**EXTRACT PROVIDED**:
<<<<

Bias and discrimination:
Humans are biased and discriminatory, and AI uses human data to train. This means the AI
itself gets biased. There is little to nothing to do about it.
There is widespread discrimination in society, and accurate, representative data will reflect
this in the AI.
Accurate data is biased, unbiased data is inaccurate.
Self-fulfilling prophecies: you investigate the people that are most likely to commit a crime,
so that group gets targeted and indeed commits the most crime (because you only look for
them). This is the problem of predictive policing.
Privacy
The AI systems use loads of data to create a training set on which decisions are being made.
This also includes personal data.
The GDPR is in place to protect personal data (any information that relates to identifying an
individual).
Processing data is only legal when consent is given, or to protect the general public.
Data minimization principle: collect no more data then necessary. (Difficult to enforce,
ambiguity surrounding what is necessary)
Proposals: ban of data use for targeted advertising, limiting use of sensitive data for all
secondary purposes, banning biometric collection of children or in specific contexts (work,
school)
Limits: new tools that don’t require personal data
Improvements: Restrict availability of consent to situations where consequences solely
affect that user. Render legal basis of consent insufficient for uses where data will be linked
to other people’s data. Establish collectivist rights, such that groups affected can also assert
rights.
Mass surveillance is not illegal for national security reasons.
Affect Recognition: technology that analyses facial expressions from both static images and
videos to reveal information on one's emotional state. Not developed in a way that satisfies
data protection yet.
Predictive privacy: information that can be guessed about people by matching it to other
people’s information.
This results in bad decisions being made by AI: credit ratings, job applications, nudging. The
GDPR does not combat this.
Anonymization: the process of removing personal identifiers, both direct and indirect, that
may lead to an individual being identified.
Does not fall within the scope of the GDPR.
Workplace surveillance: any form of employee monitoring undertaken by an employer. Low
wage workers affected most radically.
Surveillance Interoperability: combination of govt data collection, corporate surveillance
and third-party harvesting.
Systems are riddled with flaws yet make decisions about workers.
, EU law to protect them: Worker Access to Data, Algorithmic Transparency, Contestability.
Improvements: not only be for platform workers, include whistleblower protections, should
have collective, not just individual, rights
Human in the loop: proposals focus on requirement of human review. But:
AI is rarely fully automated, more a spectrum of human operated and machine.

>>>>

**Data entries**:

<<<<

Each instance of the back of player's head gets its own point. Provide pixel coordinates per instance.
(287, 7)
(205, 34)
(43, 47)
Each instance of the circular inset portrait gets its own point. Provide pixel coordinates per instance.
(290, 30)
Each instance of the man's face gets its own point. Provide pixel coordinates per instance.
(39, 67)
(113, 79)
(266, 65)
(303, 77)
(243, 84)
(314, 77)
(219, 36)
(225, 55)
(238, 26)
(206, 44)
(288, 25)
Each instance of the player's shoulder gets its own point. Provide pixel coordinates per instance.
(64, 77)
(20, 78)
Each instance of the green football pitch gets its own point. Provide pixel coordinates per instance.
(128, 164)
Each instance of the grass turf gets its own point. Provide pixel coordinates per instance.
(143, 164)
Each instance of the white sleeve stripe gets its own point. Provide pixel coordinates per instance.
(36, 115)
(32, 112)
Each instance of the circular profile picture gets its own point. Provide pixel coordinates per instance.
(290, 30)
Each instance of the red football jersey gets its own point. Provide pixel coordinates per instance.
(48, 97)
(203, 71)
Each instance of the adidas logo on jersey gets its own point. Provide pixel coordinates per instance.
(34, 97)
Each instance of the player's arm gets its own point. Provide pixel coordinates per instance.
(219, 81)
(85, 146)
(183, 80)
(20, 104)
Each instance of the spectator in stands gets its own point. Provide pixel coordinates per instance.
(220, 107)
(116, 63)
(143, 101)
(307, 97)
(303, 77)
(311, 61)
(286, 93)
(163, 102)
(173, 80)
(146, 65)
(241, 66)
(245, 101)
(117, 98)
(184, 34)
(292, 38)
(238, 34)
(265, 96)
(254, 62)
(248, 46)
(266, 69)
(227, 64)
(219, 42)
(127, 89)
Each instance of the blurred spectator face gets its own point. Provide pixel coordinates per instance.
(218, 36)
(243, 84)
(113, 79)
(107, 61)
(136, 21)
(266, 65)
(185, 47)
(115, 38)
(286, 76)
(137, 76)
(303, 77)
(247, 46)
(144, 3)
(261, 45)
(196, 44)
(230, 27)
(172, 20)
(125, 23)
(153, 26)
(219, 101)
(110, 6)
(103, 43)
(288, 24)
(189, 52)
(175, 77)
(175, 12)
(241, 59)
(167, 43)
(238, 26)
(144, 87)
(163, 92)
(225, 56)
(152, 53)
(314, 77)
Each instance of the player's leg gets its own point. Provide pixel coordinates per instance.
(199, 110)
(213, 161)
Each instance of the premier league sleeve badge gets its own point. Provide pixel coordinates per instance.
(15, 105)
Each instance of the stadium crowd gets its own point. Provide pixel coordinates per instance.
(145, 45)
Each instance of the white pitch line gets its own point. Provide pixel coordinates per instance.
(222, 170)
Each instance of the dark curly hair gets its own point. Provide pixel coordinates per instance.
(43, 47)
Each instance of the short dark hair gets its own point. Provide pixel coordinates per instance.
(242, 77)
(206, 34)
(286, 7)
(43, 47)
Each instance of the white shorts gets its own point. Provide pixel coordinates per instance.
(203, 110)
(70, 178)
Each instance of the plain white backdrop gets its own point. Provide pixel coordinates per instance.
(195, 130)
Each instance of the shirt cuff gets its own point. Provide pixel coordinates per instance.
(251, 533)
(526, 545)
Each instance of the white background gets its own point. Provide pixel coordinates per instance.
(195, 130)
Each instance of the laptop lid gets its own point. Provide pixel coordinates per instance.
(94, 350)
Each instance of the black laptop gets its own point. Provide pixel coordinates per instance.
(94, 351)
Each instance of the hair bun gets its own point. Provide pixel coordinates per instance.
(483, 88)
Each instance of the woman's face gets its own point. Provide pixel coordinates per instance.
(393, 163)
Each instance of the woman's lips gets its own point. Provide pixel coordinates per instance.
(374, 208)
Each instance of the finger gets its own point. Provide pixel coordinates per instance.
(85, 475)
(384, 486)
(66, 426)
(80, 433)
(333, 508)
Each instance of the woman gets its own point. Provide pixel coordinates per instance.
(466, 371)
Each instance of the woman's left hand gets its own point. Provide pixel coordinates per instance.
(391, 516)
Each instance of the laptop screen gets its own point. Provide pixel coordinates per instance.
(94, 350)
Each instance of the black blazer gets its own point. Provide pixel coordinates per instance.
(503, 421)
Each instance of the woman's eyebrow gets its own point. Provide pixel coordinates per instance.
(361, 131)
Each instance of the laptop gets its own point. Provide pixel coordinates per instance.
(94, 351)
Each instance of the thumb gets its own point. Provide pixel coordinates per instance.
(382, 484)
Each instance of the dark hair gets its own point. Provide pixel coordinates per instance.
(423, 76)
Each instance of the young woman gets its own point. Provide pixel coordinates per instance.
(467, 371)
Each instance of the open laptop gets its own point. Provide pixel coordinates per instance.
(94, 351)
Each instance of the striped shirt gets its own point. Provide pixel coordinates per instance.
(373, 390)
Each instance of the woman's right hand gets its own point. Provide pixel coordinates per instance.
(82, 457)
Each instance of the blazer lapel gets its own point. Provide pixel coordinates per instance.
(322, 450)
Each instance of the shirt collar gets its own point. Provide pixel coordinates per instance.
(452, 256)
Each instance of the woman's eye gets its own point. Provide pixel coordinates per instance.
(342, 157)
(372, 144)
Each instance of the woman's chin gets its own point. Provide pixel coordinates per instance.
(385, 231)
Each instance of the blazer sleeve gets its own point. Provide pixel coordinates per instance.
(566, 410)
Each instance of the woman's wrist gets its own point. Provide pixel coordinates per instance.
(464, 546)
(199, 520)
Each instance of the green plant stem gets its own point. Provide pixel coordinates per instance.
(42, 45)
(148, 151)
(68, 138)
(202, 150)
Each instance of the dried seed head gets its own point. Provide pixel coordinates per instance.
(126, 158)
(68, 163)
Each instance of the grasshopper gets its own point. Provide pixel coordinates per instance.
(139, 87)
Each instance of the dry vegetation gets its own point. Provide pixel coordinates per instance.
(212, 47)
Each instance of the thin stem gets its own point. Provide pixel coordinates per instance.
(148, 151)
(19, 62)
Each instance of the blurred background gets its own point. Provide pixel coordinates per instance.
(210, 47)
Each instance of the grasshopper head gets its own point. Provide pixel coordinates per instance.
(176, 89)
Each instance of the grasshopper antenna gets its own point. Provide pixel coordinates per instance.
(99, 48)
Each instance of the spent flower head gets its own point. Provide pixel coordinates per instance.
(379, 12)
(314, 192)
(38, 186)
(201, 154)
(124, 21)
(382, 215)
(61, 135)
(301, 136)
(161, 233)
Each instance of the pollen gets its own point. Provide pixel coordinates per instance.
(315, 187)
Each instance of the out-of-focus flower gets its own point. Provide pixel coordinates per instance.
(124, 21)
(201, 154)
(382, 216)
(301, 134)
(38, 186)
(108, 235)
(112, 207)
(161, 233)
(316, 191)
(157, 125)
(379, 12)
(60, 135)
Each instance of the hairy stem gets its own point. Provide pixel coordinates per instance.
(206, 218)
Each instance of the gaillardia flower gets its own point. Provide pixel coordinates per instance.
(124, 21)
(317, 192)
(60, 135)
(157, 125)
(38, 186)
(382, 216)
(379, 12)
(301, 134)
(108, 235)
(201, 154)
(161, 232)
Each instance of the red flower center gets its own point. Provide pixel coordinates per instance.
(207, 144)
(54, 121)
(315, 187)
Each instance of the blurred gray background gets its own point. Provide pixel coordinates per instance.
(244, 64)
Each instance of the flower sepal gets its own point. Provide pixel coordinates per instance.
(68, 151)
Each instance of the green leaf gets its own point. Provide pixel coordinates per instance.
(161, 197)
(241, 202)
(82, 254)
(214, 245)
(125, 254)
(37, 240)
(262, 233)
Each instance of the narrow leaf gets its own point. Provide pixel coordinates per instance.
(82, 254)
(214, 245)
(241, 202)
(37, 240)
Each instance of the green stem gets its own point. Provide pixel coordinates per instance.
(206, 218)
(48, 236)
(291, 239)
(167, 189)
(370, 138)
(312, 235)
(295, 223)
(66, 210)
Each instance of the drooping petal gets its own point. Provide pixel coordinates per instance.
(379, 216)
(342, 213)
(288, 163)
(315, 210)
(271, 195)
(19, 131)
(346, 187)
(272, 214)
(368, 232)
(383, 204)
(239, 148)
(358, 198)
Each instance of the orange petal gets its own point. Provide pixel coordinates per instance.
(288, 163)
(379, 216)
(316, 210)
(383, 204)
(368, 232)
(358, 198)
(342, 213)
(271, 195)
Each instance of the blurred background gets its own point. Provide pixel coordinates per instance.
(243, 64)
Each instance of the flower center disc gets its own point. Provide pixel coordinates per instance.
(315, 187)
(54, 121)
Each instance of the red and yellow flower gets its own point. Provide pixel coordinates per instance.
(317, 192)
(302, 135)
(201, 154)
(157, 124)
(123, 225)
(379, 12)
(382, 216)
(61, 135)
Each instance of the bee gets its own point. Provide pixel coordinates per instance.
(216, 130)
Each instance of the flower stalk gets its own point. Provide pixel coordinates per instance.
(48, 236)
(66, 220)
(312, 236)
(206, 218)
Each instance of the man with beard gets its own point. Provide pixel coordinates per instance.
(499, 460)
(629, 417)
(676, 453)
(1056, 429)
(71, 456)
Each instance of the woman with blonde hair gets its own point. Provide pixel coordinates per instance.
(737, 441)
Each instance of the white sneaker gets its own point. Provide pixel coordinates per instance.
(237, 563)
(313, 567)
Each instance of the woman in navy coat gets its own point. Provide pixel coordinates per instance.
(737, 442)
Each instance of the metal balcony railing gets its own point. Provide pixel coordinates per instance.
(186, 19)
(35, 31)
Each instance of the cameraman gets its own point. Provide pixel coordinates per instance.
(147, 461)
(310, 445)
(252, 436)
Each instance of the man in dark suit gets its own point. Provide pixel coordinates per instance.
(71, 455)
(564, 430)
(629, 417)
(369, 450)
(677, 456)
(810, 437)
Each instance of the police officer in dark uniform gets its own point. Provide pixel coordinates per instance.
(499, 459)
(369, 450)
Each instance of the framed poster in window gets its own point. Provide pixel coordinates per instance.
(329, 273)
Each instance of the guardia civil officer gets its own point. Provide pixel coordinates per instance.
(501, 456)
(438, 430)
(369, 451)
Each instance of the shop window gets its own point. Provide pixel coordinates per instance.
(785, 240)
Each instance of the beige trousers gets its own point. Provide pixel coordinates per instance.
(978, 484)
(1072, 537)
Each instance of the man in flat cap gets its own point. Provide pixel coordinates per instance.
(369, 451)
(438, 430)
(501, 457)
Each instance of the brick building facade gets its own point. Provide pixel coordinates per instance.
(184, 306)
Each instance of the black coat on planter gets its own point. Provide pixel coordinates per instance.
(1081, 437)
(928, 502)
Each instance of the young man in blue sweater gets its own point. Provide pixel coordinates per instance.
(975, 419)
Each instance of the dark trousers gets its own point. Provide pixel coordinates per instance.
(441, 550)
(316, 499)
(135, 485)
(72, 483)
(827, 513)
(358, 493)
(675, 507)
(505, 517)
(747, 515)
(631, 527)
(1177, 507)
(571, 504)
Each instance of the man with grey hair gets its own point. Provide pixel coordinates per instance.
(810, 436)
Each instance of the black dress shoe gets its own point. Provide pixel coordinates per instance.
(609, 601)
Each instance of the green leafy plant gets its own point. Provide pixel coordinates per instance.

>>>>

**WORK INSTRUCTIONS**:
Update the notes on AI bias and privacy between "Mass surveillance is" and "data protection yet.", inclusive, putting "still photos" in place of "static images".

**FINAL RESULT**:
Mass surveillance is not illegal for national security reasons.
Affect Recognition: technology that analyses facial expressions from both still photos and
videos to reveal information on one's emotional state. Not developed in a way that satisfies
data protection yet.